**DATA RECORDS**
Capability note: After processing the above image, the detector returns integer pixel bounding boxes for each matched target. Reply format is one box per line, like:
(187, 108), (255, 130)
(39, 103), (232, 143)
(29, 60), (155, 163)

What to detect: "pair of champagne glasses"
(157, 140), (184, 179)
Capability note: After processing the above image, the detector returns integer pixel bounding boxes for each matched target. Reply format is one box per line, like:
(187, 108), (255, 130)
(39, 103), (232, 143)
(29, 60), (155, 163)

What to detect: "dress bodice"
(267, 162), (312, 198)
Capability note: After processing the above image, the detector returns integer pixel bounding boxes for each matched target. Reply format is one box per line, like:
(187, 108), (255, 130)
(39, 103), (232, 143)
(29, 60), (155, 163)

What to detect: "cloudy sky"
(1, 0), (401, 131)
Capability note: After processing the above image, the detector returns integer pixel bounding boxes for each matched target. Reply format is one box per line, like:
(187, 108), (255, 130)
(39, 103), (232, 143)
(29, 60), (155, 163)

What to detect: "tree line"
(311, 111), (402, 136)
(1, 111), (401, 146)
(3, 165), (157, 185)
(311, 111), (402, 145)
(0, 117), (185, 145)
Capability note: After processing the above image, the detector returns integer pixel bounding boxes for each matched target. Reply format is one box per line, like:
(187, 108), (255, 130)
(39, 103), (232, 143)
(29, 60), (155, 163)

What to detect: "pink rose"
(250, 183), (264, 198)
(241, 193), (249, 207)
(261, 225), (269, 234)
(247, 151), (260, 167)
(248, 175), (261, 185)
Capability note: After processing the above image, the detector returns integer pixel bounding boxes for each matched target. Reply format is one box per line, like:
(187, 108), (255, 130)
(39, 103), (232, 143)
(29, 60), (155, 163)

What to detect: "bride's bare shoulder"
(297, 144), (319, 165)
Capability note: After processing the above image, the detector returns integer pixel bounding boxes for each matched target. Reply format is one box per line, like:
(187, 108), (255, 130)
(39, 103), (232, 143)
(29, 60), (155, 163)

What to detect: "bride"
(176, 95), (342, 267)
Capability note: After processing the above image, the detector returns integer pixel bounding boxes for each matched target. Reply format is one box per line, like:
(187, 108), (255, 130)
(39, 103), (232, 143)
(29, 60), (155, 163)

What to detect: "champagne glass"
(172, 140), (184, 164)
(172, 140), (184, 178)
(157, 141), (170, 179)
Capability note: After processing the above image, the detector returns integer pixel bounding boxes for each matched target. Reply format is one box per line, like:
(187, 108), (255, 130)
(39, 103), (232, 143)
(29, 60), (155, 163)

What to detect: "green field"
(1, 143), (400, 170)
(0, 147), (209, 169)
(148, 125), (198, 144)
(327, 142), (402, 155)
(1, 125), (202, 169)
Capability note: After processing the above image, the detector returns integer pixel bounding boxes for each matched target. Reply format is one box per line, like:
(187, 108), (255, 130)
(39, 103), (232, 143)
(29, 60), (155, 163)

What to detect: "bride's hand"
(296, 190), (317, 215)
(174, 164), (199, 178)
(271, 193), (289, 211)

**TASK DESCRIPTION**
Reproduce all of the entries word for word. Omit nothing.

**TASK RESULT**
Capability note: After processing the above image, the detector returns integer pixel bounding boxes for each matched target. Reply format is one box per line, like:
(187, 108), (255, 130)
(39, 103), (232, 143)
(29, 60), (155, 163)

What to detect: "pair of champagne glasses"
(157, 140), (184, 179)
Capability note: After processing the above image, the detector returns integer pixel bounding boxes for each matched target. Reply format is one box per line, like:
(187, 108), (255, 130)
(39, 103), (232, 143)
(29, 60), (155, 163)

What to detect: "dress bodice"
(267, 162), (312, 198)
Capability note: After processing the above image, the detector returns integer pixel bounding boxes for each matched target. Reply format is one box per line, like:
(187, 108), (255, 130)
(39, 103), (232, 143)
(29, 60), (155, 163)

What to detect: "cloudy sky"
(1, 0), (401, 131)
Capability note: After processing the above image, the detector returns integer pixel bounding boxes for each matched target. Reply format is one box per line, like:
(187, 108), (255, 130)
(39, 103), (232, 143)
(29, 60), (155, 163)

What to detect: "tree line"
(311, 111), (402, 136)
(1, 111), (401, 146)
(3, 165), (157, 185)
(311, 111), (402, 145)
(0, 117), (185, 145)
Capability note: After processing the above image, the detector returns integer pixel bounding boxes for each matched target. Reply format is one box per line, like:
(187, 108), (255, 130)
(39, 103), (232, 143)
(29, 60), (155, 163)

What to detect: "pink rose"
(250, 183), (264, 198)
(241, 193), (249, 207)
(261, 225), (269, 234)
(247, 151), (260, 167)
(248, 175), (261, 185)
Capability note: After processing the above image, the detector returns integer pixel bounding boxes for each matched target. Reply format is one box per line, like:
(187, 108), (255, 130)
(39, 103), (232, 143)
(29, 60), (155, 163)

What to detect: "bride's bare shoulder"
(297, 144), (319, 165)
Capability note: After processing the above image, the detector returns integer pixel bounding boxes for each matched target. Reply format is one box per line, like:
(187, 108), (255, 130)
(39, 103), (232, 143)
(29, 60), (155, 163)

What to detect: "bride"
(176, 95), (342, 267)
Capability note: After processing the above image, the detector returns integer pixel bounding boxes for each matched target. Reply format is one box per line, like:
(187, 108), (255, 130)
(39, 103), (232, 143)
(29, 60), (155, 163)

What to detect: "champagne glass"
(172, 140), (184, 164)
(172, 140), (184, 178)
(157, 141), (170, 179)
Capability note: After processing the above image, the detector returns integer pixel bounding boxes for each matched target. Reply format is one box per line, like:
(187, 108), (255, 130)
(39, 103), (232, 143)
(29, 60), (155, 163)

What to detect: "green field"
(1, 143), (400, 170)
(0, 147), (209, 169)
(148, 125), (198, 144)
(327, 142), (402, 155)
(1, 125), (202, 169)
Capability note: After processing the above image, the detector returns integer pixel bounding boxes for each matched target. Reply format is one box per line, like:
(187, 108), (255, 130)
(39, 103), (232, 143)
(29, 60), (155, 163)

What to detect: "bride's hand"
(296, 190), (317, 215)
(174, 164), (199, 178)
(271, 193), (289, 211)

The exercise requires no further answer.